> **Estratto fornito**
--------------------------------

La cultura greca della mousike: occasioni e contesti della pratica musicale
Il contributo è tratto da Storia della civiltà europea a cura di Umberto Eco, edizione in 75 ebook
Quella greca è, fin dai suoi primordi, una civiltà musicale. La pratica musicale pubblica nasce e vive nel contesto della festa religiosa, salvo allontanarsene in alcuni casi, come gli spettacoli teatrali o gli agoni. La dimensione privata comprende invece una quantità di contesti differenti, dai canti di lavoro a quelli eseguiti durante l’allenamento degli atleti o nei simposi degli aristocratici. Un contesto a parte, con caratteri suoi propri, è infine rappresentato dalla musica per usi militari.
Sin dal III millennio a.C. la pratica musicale pubblica è connessa all’eccezionalità del tempo festivo, tanto che Sofocle nell’Edipo a Colono (1222-1223), definisce la negazione assoluta della festa, ossia la morte, anymenaios alyros achoros (“senza canti, senza suono di lira, senza danze”).

--------------------------------

> **Consegna 1**
Seleziona ogni riga dei record in cui compare la parola "brick", tenendo conto di maiuscole e minuscole.
Il brano e i record non hanno nessun legame tra loro.

--------------------------------

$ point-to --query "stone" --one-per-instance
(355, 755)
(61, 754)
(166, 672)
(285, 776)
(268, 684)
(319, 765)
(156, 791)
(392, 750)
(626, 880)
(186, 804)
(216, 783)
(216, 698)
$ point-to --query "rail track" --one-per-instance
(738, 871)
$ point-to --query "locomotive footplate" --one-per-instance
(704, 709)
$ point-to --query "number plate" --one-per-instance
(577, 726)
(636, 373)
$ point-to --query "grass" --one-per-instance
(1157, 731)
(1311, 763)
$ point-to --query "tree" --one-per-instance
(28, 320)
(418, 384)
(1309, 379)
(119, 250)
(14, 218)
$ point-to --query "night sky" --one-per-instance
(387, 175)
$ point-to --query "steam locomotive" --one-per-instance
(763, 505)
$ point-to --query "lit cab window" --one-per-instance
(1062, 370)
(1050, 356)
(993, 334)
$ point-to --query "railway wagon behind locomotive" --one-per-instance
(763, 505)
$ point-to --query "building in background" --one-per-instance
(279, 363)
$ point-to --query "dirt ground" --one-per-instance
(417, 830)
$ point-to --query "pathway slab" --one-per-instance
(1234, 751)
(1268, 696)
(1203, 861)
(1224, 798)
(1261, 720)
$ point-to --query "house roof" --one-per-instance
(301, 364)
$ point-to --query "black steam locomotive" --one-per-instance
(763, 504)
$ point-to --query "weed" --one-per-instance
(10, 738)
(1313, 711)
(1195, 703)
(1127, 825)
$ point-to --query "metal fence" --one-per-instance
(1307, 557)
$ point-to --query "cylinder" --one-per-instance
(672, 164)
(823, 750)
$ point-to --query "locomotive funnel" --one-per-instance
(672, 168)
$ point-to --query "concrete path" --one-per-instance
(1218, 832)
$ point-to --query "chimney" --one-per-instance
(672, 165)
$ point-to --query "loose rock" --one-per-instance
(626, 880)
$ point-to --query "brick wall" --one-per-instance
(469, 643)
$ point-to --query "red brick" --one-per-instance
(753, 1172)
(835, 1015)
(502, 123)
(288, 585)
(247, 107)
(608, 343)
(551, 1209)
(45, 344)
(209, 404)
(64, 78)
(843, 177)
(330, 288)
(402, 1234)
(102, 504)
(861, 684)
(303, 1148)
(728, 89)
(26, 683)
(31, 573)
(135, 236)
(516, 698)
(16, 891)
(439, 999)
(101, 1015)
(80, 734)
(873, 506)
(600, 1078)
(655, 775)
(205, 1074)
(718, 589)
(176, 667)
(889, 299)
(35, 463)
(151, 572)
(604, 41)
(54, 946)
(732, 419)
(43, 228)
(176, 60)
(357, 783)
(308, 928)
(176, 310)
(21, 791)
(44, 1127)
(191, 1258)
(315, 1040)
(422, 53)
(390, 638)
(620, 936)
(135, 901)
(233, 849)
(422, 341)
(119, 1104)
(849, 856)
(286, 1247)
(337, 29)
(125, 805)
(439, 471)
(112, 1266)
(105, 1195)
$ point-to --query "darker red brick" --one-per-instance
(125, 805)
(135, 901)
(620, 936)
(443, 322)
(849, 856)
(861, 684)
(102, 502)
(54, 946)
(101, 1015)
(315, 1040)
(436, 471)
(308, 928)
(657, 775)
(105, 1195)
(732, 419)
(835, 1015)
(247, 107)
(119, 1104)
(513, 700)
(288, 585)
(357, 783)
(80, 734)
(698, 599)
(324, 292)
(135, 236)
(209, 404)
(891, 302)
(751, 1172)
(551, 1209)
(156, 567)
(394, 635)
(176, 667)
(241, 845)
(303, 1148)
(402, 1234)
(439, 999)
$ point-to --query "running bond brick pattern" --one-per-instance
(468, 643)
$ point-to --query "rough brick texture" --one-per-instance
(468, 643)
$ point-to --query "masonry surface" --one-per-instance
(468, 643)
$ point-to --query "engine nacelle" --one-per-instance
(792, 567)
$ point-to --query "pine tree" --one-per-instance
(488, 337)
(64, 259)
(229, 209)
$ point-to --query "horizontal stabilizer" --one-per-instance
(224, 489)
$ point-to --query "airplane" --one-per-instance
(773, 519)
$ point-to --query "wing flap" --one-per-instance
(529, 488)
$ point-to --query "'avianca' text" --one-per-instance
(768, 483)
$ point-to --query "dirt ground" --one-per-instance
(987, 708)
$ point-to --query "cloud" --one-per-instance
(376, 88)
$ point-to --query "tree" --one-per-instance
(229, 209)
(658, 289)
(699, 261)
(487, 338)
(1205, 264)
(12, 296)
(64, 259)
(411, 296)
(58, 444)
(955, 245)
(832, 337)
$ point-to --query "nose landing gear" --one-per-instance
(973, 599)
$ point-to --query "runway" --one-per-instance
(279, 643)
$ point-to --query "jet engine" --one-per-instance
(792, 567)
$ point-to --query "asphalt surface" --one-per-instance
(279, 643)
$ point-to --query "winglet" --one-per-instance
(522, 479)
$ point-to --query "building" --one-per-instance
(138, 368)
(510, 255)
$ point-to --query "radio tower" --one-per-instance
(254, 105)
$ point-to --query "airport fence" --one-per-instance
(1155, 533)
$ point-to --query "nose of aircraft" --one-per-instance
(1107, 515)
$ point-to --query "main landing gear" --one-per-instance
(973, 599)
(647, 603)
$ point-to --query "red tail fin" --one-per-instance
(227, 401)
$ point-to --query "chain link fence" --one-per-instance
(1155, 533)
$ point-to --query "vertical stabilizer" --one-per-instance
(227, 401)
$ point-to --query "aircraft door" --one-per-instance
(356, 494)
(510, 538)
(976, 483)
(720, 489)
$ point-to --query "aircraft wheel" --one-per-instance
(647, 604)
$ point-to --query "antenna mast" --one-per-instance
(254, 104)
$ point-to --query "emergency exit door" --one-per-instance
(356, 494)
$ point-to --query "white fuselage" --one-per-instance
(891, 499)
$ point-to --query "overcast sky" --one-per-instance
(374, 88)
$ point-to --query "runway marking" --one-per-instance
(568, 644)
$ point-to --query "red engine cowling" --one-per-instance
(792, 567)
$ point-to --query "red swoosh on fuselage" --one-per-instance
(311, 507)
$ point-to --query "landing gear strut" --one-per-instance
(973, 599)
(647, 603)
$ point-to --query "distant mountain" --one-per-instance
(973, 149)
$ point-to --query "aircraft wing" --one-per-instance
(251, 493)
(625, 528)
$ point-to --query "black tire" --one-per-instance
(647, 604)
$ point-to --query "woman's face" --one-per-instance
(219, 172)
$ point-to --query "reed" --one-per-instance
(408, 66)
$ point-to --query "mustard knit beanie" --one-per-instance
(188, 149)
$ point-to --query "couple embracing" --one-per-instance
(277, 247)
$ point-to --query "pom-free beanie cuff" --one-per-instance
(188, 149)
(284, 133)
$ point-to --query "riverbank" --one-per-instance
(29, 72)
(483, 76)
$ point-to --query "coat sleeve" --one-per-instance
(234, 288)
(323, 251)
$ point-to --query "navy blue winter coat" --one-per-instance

--------------------------------

> **Consegna 2**
Secondo il brano sulla musica nella Grecia antica, in quale contesto nasce e vive la pratica musicale pubblica?

> **Risposta svolta 1**
$ point-to --query "brick wall" --one-per-instance
$ point-to --query "red brick" --one-per-instance
$ point-to --query "darker red brick" --one-per-instance
$ point-to --query "running bond brick pattern" --one-per-instance
$ point-to --query "rough brick texture" --one-per-instance

> **Risposta svolta 2**
Nel contesto della festa religiosa.